*** Extracted material ***

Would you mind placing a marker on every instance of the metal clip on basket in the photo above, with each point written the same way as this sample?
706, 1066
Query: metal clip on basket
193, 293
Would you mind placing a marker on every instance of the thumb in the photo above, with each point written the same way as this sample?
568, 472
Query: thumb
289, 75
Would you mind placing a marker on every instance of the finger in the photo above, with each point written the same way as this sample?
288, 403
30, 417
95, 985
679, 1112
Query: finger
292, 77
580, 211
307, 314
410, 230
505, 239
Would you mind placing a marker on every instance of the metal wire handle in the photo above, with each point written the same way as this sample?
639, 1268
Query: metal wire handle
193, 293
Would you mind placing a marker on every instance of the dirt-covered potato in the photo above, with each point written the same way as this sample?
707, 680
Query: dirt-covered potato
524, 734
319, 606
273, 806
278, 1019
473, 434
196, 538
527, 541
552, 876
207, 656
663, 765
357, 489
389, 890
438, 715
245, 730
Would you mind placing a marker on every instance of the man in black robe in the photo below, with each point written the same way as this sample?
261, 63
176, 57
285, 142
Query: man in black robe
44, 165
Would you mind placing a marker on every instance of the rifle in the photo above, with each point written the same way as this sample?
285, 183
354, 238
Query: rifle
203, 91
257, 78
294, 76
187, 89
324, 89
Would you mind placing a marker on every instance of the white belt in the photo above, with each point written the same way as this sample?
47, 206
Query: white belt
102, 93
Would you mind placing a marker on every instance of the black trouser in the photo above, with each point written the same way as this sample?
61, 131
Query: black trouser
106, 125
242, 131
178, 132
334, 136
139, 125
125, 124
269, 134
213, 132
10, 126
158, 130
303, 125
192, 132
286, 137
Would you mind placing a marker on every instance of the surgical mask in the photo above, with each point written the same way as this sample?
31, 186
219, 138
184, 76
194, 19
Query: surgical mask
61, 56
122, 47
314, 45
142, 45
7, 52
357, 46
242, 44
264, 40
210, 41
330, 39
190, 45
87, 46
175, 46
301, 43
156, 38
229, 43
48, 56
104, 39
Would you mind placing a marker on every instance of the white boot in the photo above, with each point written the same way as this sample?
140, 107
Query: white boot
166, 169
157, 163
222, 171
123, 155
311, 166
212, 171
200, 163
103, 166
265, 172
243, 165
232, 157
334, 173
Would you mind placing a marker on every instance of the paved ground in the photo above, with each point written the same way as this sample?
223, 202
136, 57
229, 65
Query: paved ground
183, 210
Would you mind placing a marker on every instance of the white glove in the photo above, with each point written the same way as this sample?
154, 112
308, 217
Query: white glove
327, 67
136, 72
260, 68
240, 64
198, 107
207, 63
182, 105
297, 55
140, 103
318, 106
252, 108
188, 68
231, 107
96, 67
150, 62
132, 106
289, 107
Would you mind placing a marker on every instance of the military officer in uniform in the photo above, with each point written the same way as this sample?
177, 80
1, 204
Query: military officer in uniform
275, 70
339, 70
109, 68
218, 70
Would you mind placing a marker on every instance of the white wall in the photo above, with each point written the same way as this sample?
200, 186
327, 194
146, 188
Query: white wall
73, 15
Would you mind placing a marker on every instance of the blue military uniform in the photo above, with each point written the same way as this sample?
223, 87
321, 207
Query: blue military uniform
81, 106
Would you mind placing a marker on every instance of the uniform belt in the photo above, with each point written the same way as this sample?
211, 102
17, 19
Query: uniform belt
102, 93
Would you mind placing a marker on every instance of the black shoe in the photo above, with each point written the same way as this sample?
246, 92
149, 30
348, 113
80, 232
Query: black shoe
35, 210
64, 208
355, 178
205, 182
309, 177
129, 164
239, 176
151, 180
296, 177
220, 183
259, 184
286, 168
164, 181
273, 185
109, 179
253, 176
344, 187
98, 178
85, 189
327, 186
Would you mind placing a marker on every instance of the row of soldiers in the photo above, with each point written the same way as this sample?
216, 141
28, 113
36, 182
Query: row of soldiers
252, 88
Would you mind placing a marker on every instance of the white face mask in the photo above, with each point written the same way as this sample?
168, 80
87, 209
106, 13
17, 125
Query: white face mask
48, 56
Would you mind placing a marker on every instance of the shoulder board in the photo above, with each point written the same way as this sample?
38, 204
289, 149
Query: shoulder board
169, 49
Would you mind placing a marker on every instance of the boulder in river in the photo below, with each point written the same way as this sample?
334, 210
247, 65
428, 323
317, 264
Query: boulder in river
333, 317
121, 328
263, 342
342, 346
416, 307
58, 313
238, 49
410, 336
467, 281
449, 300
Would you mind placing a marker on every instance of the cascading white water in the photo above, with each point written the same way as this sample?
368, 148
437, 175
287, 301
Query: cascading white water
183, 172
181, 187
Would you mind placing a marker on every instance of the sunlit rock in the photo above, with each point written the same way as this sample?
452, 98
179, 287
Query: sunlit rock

*** End of Extracted material ***

**To do:**
Please filter the entries for the word "rock" and copy the lines that have it.

**Finished task:**
Would you mind placing a marker on every instance of the sunlit rock in the photo above, with each point written the same way as this sample?
Query: sunlit rock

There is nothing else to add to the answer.